Reproduce all of the data that follows, character for character.
=== Excerpted records ===
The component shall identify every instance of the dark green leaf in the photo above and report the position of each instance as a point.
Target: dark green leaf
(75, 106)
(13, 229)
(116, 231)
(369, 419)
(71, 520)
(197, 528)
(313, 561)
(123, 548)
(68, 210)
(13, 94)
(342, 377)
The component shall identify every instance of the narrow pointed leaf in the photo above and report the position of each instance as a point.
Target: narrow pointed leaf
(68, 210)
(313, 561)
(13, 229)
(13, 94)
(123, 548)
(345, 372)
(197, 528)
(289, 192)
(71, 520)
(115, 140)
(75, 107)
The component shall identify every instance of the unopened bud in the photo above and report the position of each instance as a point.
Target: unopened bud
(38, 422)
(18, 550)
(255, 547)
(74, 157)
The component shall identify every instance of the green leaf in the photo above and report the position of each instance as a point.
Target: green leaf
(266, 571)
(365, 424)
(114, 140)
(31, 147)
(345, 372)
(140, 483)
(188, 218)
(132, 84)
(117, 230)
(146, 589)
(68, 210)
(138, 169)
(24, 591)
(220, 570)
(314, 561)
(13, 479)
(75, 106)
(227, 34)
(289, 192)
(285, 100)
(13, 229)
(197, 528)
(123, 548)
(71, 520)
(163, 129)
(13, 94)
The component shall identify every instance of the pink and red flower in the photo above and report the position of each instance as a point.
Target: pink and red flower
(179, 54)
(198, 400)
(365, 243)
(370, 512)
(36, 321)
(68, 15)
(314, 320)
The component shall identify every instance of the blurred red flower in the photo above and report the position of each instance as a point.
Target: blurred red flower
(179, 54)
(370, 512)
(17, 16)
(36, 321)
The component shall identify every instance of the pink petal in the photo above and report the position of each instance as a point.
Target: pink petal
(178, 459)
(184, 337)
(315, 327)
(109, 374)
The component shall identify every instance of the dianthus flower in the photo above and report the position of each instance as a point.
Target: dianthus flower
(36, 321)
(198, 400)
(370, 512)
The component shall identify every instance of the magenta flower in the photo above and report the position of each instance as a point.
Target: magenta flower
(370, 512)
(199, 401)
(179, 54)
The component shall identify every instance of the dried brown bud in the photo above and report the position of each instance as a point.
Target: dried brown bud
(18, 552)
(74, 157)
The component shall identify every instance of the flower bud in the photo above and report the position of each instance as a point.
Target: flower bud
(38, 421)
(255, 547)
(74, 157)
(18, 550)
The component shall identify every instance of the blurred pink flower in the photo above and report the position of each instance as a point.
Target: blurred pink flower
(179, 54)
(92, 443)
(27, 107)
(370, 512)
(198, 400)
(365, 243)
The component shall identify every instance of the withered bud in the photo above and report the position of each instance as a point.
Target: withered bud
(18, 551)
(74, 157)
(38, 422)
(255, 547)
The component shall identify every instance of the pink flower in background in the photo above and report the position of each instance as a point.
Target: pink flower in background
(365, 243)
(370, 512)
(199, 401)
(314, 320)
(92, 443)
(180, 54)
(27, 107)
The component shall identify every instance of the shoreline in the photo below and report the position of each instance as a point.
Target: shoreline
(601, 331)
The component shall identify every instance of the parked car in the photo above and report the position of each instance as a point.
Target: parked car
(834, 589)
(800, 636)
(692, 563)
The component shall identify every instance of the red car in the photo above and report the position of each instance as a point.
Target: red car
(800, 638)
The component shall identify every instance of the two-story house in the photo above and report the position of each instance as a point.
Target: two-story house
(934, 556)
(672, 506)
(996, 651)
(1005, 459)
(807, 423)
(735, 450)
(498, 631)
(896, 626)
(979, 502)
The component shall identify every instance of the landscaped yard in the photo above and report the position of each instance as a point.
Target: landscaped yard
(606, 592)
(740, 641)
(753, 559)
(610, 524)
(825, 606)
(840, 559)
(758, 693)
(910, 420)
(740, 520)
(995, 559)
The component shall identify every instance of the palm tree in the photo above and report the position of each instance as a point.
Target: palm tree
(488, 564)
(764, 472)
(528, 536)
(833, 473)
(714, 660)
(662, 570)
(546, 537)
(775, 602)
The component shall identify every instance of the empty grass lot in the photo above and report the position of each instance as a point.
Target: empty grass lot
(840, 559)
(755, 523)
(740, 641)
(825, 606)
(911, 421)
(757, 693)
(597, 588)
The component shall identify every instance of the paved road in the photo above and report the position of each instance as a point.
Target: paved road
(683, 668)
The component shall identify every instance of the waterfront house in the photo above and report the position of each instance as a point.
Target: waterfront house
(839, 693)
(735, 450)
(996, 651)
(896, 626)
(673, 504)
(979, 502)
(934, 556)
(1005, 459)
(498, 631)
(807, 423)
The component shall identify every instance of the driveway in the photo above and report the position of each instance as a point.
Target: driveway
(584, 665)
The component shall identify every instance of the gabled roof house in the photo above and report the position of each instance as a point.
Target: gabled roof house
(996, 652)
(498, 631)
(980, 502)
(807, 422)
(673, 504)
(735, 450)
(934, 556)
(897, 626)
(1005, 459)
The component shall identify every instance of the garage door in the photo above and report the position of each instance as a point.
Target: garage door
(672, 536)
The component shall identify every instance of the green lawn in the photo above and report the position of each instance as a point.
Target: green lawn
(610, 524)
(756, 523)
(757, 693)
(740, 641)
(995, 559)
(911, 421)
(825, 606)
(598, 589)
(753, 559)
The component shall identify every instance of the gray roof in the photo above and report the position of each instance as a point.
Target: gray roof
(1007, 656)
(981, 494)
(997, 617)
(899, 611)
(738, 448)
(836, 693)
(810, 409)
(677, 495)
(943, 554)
===
## In response
The component shall identify every instance of the dark green leaf in the photo above and report the position of each instance as a point.
Target: dark green leaf
(75, 106)
(13, 229)
(116, 231)
(369, 419)
(71, 520)
(197, 528)
(313, 561)
(123, 548)
(68, 210)
(13, 94)
(342, 377)
The component shall identify every instance of the narrow pointed leaf in the photo above and report the position of each instance as a point.
Target: narrow pointed leaf
(68, 210)
(313, 561)
(13, 229)
(13, 94)
(123, 548)
(345, 372)
(197, 528)
(289, 192)
(71, 520)
(115, 140)
(75, 107)
The component shall identify every instance of the unopened bud in the photo above and report the position of each instance as a point.
Target: unopened bud
(38, 422)
(18, 550)
(255, 547)
(74, 157)
The component shall identify every instance of the green leaf in the photo above and report the position of each instance as a point.
Target: green leaf
(266, 571)
(365, 424)
(114, 140)
(31, 147)
(345, 372)
(140, 483)
(188, 218)
(132, 84)
(117, 230)
(146, 589)
(68, 210)
(138, 169)
(24, 591)
(220, 570)
(314, 561)
(13, 479)
(75, 106)
(227, 34)
(289, 192)
(285, 100)
(13, 229)
(197, 528)
(123, 548)
(71, 520)
(163, 129)
(13, 94)
The component shall identify every instance of the pink and red flower in the photo above and report the position of each instance as a point.
Target: pink and red flower
(179, 54)
(198, 400)
(365, 243)
(370, 512)
(36, 321)
(68, 15)
(314, 320)
The component shall identify every instance of the blurred red flower in the photo above and report the position of each instance as a point.
Target: blurred red flower
(179, 54)
(370, 512)
(17, 16)
(36, 321)
The component shall identify every instance of the pink petal in the photo above and report the position of each instance as a point.
Target: pink petal
(178, 459)
(184, 337)
(315, 327)
(109, 374)
The component shall identify every instance of the dianthus flower in the photo above and report the position of each instance as a point.
Target: dianthus flower
(36, 321)
(198, 400)
(370, 512)
The component shall identify every instance of the magenta flower in the photo above and report the position of each instance as a point.
Target: magenta flower
(370, 512)
(199, 401)
(179, 54)
The component shall identify every instance of the dried brown bud in the photo above and report the position of each instance as a point.
Target: dried brown bud
(18, 552)
(74, 157)
The component shall identify every instance of the flower bud in the photo above and report the position of each instance as a point.
Target: flower bud
(38, 421)
(255, 547)
(74, 157)
(18, 550)
The component shall identify every instance of the blurred pink flower in the photo above and report the position of each instance as a point.
Target: blurred pink flower
(179, 54)
(92, 443)
(27, 107)
(370, 512)
(198, 400)
(365, 243)
The component shall identify every instance of the withered bud in the photo above and report the position of each instance as a point.
Target: withered bud
(18, 551)
(74, 157)
(38, 422)
(255, 547)
The component shall identify every instance of the pink flower in background in the photo above and report the position of each instance as a point.
Target: pink flower in background
(365, 243)
(370, 512)
(199, 401)
(314, 320)
(92, 443)
(180, 54)
(27, 107)
The component shall identify every instance of the shoreline in the photo below and report the position of each instance as a point.
Target: shoreline
(601, 331)
The component shall identify every instance of the parked car in the photo above and report the position of each instance as a point.
Target: parked car
(834, 589)
(800, 636)
(692, 563)
The component shall identify every instance of the red car in the photo above and report the position of each instance as a point.
Target: red car
(800, 638)
The component shall identify every instance of the two-story house in the photo above and report the position of each instance as a point.
Target: two-story house
(934, 556)
(672, 506)
(996, 651)
(1005, 459)
(807, 423)
(735, 450)
(498, 631)
(896, 626)
(979, 502)
The component shall identify every instance of the landscaped yard in the photo above and report the position of each instance as a point.
Target: landscaped yard
(606, 592)
(740, 641)
(753, 559)
(610, 524)
(825, 606)
(840, 559)
(758, 693)
(910, 420)
(740, 520)
(995, 559)
The component shall identify every instance of the palm tree in the photo above and report the position of each instance as a point.
Target: palm tree
(488, 564)
(764, 472)
(528, 536)
(833, 473)
(714, 660)
(662, 570)
(546, 537)
(775, 602)
The component shall identify every instance of the empty grass lot in the photo above and report the position of each instance as a point.
Target: empty grass lot
(840, 559)
(755, 523)
(740, 641)
(825, 606)
(911, 421)
(757, 693)
(597, 588)
The component shall identify every instance of the paved road in the photo above and report the position of each instance as a point.
Target: paved road
(683, 668)
The component shall identify every instance of the waterfront house in the photo above and report the position of each instance as a point.
Target: waterfront house
(839, 693)
(735, 450)
(996, 651)
(896, 626)
(673, 504)
(979, 502)
(934, 556)
(1005, 459)
(498, 631)
(807, 423)
The component shall identify every instance of the driveway in the photo above and report the position of each instance as a point.
Target: driveway
(584, 665)
The component shall identify every instance of the gabled roof house in the photo above and report the position of each instance as a point.
Target: gabled roof house
(996, 652)
(498, 631)
(980, 502)
(807, 422)
(673, 504)
(735, 450)
(934, 556)
(897, 626)
(1005, 459)
The component shall identify every instance of the garage door in the photo above and report the position of each instance as a point.
Target: garage door
(672, 536)
The component shall identify every instance of the green lawn in the photo above and report the position of each instance as a point.
Target: green lawn
(610, 524)
(756, 523)
(757, 693)
(740, 641)
(995, 559)
(911, 421)
(825, 606)
(598, 589)
(753, 559)
The component shall identify every instance of the gray roof in the photo above and report the position of each instance as a point.
Target: gray roof
(1007, 656)
(981, 494)
(997, 617)
(899, 611)
(738, 448)
(836, 693)
(810, 409)
(677, 495)
(943, 554)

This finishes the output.